Start of Task material

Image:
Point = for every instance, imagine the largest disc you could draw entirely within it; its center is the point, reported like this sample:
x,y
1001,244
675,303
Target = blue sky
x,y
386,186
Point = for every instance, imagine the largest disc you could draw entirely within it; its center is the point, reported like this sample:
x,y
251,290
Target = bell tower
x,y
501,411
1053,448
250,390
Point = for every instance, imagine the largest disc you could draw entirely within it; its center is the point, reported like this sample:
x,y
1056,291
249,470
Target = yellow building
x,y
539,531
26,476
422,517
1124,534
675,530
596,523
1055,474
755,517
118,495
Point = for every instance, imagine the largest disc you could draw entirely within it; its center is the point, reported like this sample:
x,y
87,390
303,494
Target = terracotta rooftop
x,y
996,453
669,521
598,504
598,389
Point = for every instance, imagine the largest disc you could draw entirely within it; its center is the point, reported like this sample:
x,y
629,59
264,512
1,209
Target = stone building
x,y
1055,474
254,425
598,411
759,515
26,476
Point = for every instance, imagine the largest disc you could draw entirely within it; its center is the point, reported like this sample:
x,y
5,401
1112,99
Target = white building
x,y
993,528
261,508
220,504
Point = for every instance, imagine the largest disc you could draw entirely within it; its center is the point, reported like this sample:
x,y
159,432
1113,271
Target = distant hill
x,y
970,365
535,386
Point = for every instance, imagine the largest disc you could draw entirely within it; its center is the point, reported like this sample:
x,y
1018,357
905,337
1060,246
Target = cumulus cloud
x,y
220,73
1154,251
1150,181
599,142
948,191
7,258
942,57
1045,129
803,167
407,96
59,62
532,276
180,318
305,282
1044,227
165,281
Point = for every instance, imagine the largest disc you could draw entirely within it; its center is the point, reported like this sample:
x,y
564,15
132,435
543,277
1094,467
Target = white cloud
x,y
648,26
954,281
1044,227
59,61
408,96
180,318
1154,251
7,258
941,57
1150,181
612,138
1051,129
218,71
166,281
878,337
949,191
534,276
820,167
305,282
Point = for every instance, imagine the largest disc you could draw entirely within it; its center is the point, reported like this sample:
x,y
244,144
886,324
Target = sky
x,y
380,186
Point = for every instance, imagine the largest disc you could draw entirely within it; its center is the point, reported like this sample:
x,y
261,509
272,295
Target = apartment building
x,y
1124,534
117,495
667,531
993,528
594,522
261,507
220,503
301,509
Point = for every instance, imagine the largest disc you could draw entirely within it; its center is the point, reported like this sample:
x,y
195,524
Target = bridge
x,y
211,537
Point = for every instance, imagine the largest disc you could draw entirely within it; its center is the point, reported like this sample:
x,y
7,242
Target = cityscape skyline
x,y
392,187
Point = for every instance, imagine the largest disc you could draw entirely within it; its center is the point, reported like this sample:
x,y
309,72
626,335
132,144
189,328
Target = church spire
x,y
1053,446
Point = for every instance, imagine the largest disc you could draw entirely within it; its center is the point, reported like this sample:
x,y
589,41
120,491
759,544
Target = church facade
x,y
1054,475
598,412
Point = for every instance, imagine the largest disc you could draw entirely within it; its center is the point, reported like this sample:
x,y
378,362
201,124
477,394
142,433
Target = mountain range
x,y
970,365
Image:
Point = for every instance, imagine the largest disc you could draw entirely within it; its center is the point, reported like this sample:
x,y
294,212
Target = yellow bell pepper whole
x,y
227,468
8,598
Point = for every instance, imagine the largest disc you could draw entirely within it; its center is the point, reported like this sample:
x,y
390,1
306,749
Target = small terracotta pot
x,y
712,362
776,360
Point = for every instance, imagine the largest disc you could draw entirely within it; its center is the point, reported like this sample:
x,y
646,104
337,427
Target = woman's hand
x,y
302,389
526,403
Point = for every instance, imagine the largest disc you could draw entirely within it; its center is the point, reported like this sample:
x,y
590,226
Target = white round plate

End of Task material

Produce a verbatim copy of each record above.

▶ **Task output**
Image:
Point = for every instance, imagine the largest disc you could draw entirely within it; its center is the point, reported like this sample:
x,y
1001,244
675,303
Target = blue sky
x,y
386,186
Point = for every instance, imagine the largest disc you could draw entirely within it; its center is the point, reported like this sample:
x,y
251,290
Target = bell tower
x,y
501,411
1053,448
250,390
Point = for every instance, imagine the largest disc you could draw entirely within it; its center is the point, reported like this sample:
x,y
1056,291
249,470
Target = yellow building
x,y
539,531
26,476
422,517
1124,534
675,530
596,523
1055,474
755,517
118,495
Point = for every instance, imagine the largest disc you could draw entirely within it; its center is the point, reported like this sample:
x,y
87,390
303,494
Target = terracotta rooftop
x,y
996,453
669,521
598,504
598,389
Point = for every instance, imagine the largest disc you could draw entirely within it; its center is the point, reported like this sample:
x,y
629,59
264,512
1,209
Target = stone building
x,y
1055,474
254,425
598,411
759,515
26,476
Point = for every instance, imagine the largest disc you could draw entirely within it; its center is the point, reported like this sample:
x,y
5,401
1112,99
Target = white building
x,y
993,528
261,508
220,504
Point = for every instance, imagine the largest disc you could draw entirely within it; its center is the point, reported like this sample:
x,y
159,432
1113,271
Target = distant hill
x,y
970,365
535,386
Point = for every instance, imagine the largest disc you could draw entirely within it; its center is the point, reported like this sample:
x,y
1018,357
905,337
1060,246
Target = cumulus cloud
x,y
220,73
1154,251
1150,181
599,142
948,191
7,258
942,57
1045,129
803,167
407,96
59,62
532,276
180,318
305,282
1044,227
165,281
Point = for every instance, imagine the largest disc you could draw entirely within it; its center is the point, reported like this sample:
x,y
564,15
132,435
543,277
1094,467
Target = white cloud
x,y
648,26
954,281
1044,227
59,61
408,96
180,318
1154,251
7,258
941,57
1150,181
612,138
1051,129
218,71
166,281
878,337
949,191
534,276
820,167
305,282
Point = for every instance, imagine the largest disc you could draw entirely within it; its center is the point, reported like this sample:
x,y
244,144
886,324
Target = sky
x,y
380,186
Point = for every instance, imagine the largest disc you could draw entirely within it; its center is the point, reported like this sample:
x,y
261,509
272,295
Target = apartment building
x,y
1124,534
117,495
667,531
993,528
594,522
261,507
220,503
301,509
Point = for every instance, imagine the largest disc you could draw entirely within it; its center is the point, reported like this sample:
x,y
195,524
Target = bridge
x,y
211,537
Point = for every instance, imagine the largest disc you could draw entirely within it; its center is the point, reported like this sample:
x,y
7,242
Target = cityscape skyline
x,y
392,187
Point = for every instance, imagine the largest disc you could draw entirely within it; its center is the point, reported like this sample:
x,y
309,72
626,335
132,144
189,328
Target = church spire
x,y
1053,446
Point = for every instance, imagine the largest disc you could draw entirely within it; its center is the point, reported like this sample:
x,y
589,41
120,491
759,544
Target = church facade
x,y
1054,475
598,412
Point = for every instance, imagine the largest disc you could draw entirely within it; its center is the point, reported like this sample:
x,y
378,362
201,124
477,394
142,433
Target = mountain range
x,y
970,365
Image:
Point = for every instance, imagine the largest disc you could draw entirely within it; its center is the point, reported like this sample:
x,y
294,212
Target = yellow bell pepper whole
x,y
227,468
8,598
Point = for every instance, imagine the largest disc you could draw entirely within it; its center is the point, reported like this sample:
x,y
390,1
306,749
Target = small terracotta pot
x,y
712,362
776,360
Point = for every instance, imagine the largest disc you could draw entirely within it; its center is the point, reported like this sample:
x,y
646,104
337,427
Target = woman's hand
x,y
302,389
526,403
Point = for every instance, imagine the largest disc you could draw entirely within it; its center is the point, reported like this sample:
x,y
590,226
Target = white round plate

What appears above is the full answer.